*Short task*.
Write the records out again, keeping each line exactly as it is.

#### Input records

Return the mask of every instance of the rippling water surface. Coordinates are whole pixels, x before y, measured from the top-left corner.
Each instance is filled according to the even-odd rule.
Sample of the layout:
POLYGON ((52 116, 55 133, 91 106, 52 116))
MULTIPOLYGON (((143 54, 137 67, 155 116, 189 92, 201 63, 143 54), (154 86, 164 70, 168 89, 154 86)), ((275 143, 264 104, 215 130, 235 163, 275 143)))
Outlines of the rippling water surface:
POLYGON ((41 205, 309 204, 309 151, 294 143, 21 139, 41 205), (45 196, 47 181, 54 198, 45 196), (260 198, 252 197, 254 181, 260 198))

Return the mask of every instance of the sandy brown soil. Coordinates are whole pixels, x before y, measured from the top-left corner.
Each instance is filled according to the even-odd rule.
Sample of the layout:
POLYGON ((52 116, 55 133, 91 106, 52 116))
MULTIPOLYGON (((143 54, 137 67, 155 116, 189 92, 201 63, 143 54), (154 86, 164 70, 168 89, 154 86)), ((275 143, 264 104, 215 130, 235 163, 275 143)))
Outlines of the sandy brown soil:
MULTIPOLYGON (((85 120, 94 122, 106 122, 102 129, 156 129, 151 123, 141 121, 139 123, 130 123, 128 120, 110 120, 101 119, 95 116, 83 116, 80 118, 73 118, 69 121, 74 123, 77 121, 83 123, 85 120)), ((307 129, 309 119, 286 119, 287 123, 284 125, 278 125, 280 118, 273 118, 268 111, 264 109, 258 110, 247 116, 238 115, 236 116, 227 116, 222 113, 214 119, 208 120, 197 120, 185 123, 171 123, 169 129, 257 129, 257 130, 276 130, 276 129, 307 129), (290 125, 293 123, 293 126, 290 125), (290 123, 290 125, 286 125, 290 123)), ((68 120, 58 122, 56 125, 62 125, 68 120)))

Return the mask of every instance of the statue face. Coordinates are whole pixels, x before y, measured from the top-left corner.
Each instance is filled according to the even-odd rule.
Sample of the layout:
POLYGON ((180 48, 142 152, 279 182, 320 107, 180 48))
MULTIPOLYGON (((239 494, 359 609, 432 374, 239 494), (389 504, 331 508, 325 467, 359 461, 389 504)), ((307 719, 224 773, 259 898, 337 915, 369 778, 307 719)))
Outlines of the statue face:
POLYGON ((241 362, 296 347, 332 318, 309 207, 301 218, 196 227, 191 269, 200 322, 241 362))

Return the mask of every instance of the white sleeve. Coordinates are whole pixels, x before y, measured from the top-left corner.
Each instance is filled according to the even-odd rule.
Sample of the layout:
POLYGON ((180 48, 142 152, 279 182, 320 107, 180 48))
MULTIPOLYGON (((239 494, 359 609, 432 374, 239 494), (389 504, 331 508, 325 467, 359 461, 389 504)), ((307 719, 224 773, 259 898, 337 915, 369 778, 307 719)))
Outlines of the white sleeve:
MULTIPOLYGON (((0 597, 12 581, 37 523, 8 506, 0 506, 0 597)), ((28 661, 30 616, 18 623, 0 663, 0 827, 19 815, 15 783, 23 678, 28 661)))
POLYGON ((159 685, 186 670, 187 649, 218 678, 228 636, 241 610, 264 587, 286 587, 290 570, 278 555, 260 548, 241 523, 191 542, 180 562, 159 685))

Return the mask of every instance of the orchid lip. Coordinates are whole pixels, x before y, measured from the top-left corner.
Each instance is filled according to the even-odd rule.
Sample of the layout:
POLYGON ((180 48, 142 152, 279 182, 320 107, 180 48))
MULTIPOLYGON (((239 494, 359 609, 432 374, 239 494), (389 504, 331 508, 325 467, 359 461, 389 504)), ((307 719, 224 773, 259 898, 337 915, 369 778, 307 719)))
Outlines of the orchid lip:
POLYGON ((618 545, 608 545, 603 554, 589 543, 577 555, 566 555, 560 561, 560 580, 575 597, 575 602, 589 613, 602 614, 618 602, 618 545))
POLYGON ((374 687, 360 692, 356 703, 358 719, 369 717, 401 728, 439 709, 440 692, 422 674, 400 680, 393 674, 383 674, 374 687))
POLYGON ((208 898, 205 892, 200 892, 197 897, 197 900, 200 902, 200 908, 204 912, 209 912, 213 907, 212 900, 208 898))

########

*Solution to this exercise*.
Return the mask of every instance of the rippling water surface. Coordinates are whole pixels, x before y, measured from the top-left corner.
Each instance is filled according to the even-odd rule.
Sample of the layout:
POLYGON ((52 116, 55 133, 91 106, 52 116))
MULTIPOLYGON (((143 54, 137 67, 155 116, 189 92, 201 63, 143 54), (154 86, 164 70, 168 89, 154 86)), ((275 143, 264 104, 215 130, 235 163, 275 143)))
Outlines of the rippling water surface:
POLYGON ((41 205, 309 204, 309 151, 294 143, 21 139, 41 205), (45 196, 47 181, 54 198, 45 196), (260 198, 252 197, 254 181, 260 198))

Return the mask of every instance of the sandy brown soil. Coordinates are whole pixels, x before y, measured from the top-left corner.
Each instance is filled according to the even-odd rule.
Sample of the layout:
POLYGON ((52 116, 55 133, 91 106, 52 116))
MULTIPOLYGON (((143 54, 137 67, 155 116, 189 92, 201 63, 143 54), (154 86, 164 70, 168 89, 154 86)), ((275 143, 264 104, 215 130, 235 163, 275 143)))
Outlines of the sandy brown soil:
MULTIPOLYGON (((85 120, 94 122, 106 122, 102 129, 156 129, 151 123, 141 121, 139 123, 130 123, 128 120, 110 120, 101 119, 95 116, 83 116, 80 118, 73 118, 69 121, 74 123, 77 121, 83 123, 85 120)), ((307 129, 309 119, 286 119, 287 123, 284 125, 278 125, 280 118, 273 118, 268 111, 264 109, 258 110, 247 116, 238 115, 236 116, 227 116, 222 113, 214 119, 208 120, 197 120, 185 123, 171 123, 169 129, 257 129, 257 130, 276 130, 276 129, 307 129), (290 125, 293 123, 293 126, 290 125), (290 123, 290 125, 286 125, 290 123)), ((68 120, 58 122, 56 125, 62 125, 68 120)))

Return the mask of every instance of the statue face. Coordinates are whole pixels, x before y, measured from the top-left corner.
Each instance is filled according to the even-odd rule.
Sample of the layout:
POLYGON ((180 48, 142 152, 279 182, 320 107, 180 48))
MULTIPOLYGON (((239 494, 359 609, 432 374, 239 494), (389 504, 331 508, 325 467, 359 461, 389 504)), ((307 719, 224 773, 259 898, 337 915, 369 778, 307 719)))
Outlines of the statue face:
POLYGON ((241 362, 296 347, 332 318, 309 207, 301 218, 196 227, 191 269, 200 322, 241 362))

Return the mask of every instance of the white sleeve. Coordinates are whole pixels, x before y, measured from the top-left corner.
Each instance is filled according to the even-odd rule.
Sample of the layout:
POLYGON ((180 48, 142 152, 279 182, 320 107, 180 48))
MULTIPOLYGON (((239 494, 359 609, 432 374, 239 494), (389 504, 331 508, 325 467, 359 461, 389 504)), ((307 719, 224 773, 259 898, 337 915, 369 778, 307 719)))
Outlines of the white sleeve:
MULTIPOLYGON (((0 597, 12 581, 37 523, 8 506, 0 506, 0 597)), ((28 661, 30 616, 18 623, 0 663, 0 827, 19 815, 15 783, 23 678, 28 661)))
POLYGON ((159 685, 186 670, 187 649, 218 678, 228 636, 241 610, 264 587, 286 587, 290 570, 278 555, 260 548, 241 523, 191 542, 180 562, 159 685))

Return the mask of every instance of the orchid lip. Coordinates are whole pixels, x before y, measured from the top-left corner.
Each instance is filled according to the even-odd rule.
Sample of the layout:
POLYGON ((180 48, 142 152, 279 182, 320 107, 180 48))
MULTIPOLYGON (((239 494, 359 609, 432 374, 239 494), (389 504, 331 508, 325 467, 359 461, 389 504)), ((307 719, 224 773, 259 898, 337 915, 369 778, 307 719)))
Outlines of the orchid lip:
POLYGON ((618 545, 608 545, 603 554, 589 543, 577 555, 566 555, 560 561, 560 580, 575 597, 575 602, 589 613, 602 614, 618 602, 618 545))
POLYGON ((374 687, 360 692, 356 703, 358 719, 369 717, 401 728, 439 709, 440 692, 422 674, 400 680, 393 674, 383 674, 374 687))
POLYGON ((208 898, 205 892, 200 892, 197 897, 197 900, 200 902, 200 908, 204 912, 209 912, 213 907, 212 900, 208 898))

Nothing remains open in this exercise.